**Stated goal:** Copy out the lines from the first one through the one containing "(1030, 585)", substituting "decorative stone carving" for "ornate stone carving" and leaving everything else as it is.

**Material for this exercise:**
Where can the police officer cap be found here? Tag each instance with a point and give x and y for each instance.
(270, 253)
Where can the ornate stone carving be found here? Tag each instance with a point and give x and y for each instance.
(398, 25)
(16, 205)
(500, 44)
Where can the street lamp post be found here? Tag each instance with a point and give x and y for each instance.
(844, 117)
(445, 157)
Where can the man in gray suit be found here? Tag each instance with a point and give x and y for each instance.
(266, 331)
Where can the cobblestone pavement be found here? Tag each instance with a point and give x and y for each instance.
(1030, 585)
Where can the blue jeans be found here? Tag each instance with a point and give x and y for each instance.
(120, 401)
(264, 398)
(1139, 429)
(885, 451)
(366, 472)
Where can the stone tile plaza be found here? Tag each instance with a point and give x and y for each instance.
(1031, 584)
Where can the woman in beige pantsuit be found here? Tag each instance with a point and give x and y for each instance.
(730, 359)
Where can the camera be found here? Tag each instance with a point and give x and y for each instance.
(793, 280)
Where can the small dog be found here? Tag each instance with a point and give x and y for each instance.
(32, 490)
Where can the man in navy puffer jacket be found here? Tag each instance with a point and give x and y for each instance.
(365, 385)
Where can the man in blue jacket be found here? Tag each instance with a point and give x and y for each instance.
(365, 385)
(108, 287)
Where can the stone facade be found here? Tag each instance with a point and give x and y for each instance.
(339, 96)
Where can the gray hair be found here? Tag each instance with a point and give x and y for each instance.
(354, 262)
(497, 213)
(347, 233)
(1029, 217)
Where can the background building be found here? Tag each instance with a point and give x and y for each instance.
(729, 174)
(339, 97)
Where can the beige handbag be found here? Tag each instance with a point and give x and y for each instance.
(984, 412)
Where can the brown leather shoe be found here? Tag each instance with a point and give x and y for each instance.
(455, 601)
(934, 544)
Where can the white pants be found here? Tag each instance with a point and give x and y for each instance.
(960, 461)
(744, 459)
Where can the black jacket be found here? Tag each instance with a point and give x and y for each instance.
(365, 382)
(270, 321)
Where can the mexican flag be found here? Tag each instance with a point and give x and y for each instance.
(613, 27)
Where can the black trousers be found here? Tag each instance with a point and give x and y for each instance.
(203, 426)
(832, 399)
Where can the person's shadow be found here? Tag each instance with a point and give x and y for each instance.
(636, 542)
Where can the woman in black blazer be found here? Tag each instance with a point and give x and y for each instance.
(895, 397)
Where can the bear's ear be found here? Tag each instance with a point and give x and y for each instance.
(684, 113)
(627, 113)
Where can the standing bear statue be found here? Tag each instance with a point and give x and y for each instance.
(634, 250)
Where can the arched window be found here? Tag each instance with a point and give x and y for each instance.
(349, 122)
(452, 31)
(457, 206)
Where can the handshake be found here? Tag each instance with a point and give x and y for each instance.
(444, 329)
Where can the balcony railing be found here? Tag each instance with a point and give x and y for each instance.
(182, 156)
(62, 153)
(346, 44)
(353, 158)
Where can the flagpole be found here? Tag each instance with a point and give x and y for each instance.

**Reply:**
Where can the police officer cap be found here? Tag each instance with a point and give x and y for each instance.
(270, 253)
Where can the decorative stone carving be found here? Tag each instance with a point and give x and y for each instance.
(398, 25)
(16, 205)
(500, 44)
Where can the street lamp post be found here? Tag each instance with a point and give x and y for each instance.
(844, 117)
(445, 157)
Where can the man in gray suit be found here? Tag each instance with a point and give x and y for each instance.
(266, 331)
Where can the cobblestone pavement be found here? Tag each instance with a point and give x and y for each instance.
(1030, 585)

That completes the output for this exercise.